AUFGABENSTELLUNG | Suchen Sie in den folgenden Einträgen jede Zeile heraus, die das Wort „wing“ enthält, und schreiben Sie diese Zeilen vollständig ab.
══ ÜBUNGSMATERIAL
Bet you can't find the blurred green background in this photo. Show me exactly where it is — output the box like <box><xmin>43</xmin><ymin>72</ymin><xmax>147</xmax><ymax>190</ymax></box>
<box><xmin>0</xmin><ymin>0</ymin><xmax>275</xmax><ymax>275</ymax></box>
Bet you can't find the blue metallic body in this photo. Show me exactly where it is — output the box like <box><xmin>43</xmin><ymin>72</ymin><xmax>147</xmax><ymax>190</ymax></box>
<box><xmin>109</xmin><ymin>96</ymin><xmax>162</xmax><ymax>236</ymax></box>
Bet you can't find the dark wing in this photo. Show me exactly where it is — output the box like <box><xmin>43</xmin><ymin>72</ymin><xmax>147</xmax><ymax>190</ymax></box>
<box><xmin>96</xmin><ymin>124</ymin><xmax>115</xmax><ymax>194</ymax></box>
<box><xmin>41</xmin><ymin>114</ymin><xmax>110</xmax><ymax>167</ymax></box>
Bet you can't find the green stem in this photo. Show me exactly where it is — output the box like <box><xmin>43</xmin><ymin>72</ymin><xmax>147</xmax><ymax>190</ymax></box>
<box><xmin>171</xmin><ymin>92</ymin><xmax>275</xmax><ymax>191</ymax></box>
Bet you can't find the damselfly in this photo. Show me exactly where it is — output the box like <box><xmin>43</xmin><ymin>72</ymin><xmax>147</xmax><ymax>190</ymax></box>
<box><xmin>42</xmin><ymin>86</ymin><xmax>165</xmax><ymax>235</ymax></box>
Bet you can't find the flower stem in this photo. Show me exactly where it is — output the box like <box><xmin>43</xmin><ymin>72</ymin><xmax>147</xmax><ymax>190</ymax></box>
════
══ ÜBUNGSMATERIAL
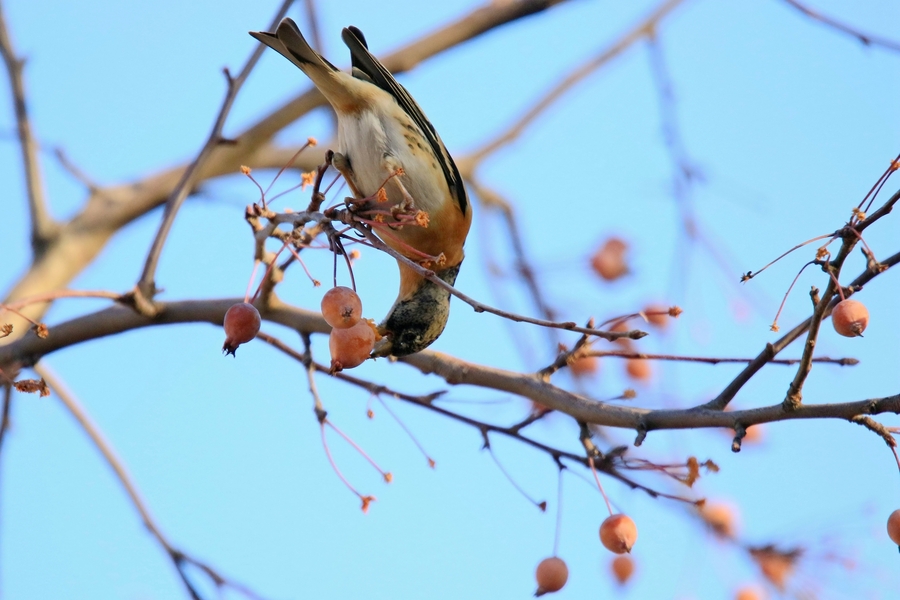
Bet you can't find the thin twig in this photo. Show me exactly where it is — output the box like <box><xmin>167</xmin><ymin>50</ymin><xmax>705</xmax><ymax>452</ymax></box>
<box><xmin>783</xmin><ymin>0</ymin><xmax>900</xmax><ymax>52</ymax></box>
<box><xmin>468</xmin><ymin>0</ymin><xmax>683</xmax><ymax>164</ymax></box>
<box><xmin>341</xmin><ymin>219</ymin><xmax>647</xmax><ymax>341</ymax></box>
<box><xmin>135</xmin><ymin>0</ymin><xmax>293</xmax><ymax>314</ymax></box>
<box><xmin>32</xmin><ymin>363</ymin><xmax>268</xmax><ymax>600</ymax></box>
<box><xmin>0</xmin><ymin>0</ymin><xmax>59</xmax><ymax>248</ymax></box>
════
LÖSUNG DER AUFGABE |
Bet you can't find the dark wing in this photo. Show me exactly where it is — output the box like <box><xmin>43</xmin><ymin>72</ymin><xmax>147</xmax><ymax>190</ymax></box>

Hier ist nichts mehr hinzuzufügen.